▸ Data section
--------------------------------

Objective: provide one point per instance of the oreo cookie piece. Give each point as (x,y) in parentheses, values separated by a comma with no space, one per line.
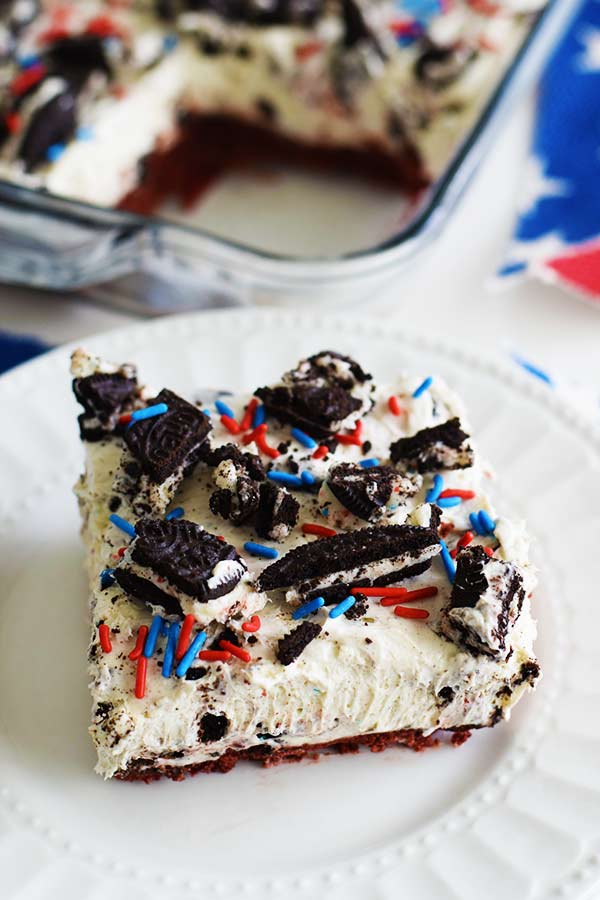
(366,555)
(104,398)
(293,644)
(277,512)
(194,563)
(323,394)
(485,603)
(444,446)
(439,67)
(53,122)
(367,492)
(168,444)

--------------------------------

Exactly as written, restate all of the data, leaving out the images.

Objective: provide one point per instance of the oreo cookie piece. Give each point as (x,y) in parentheses, values separated by a comma with no space, one per line.
(366,555)
(104,398)
(293,644)
(277,512)
(194,563)
(323,394)
(485,603)
(444,446)
(439,67)
(53,122)
(367,492)
(168,444)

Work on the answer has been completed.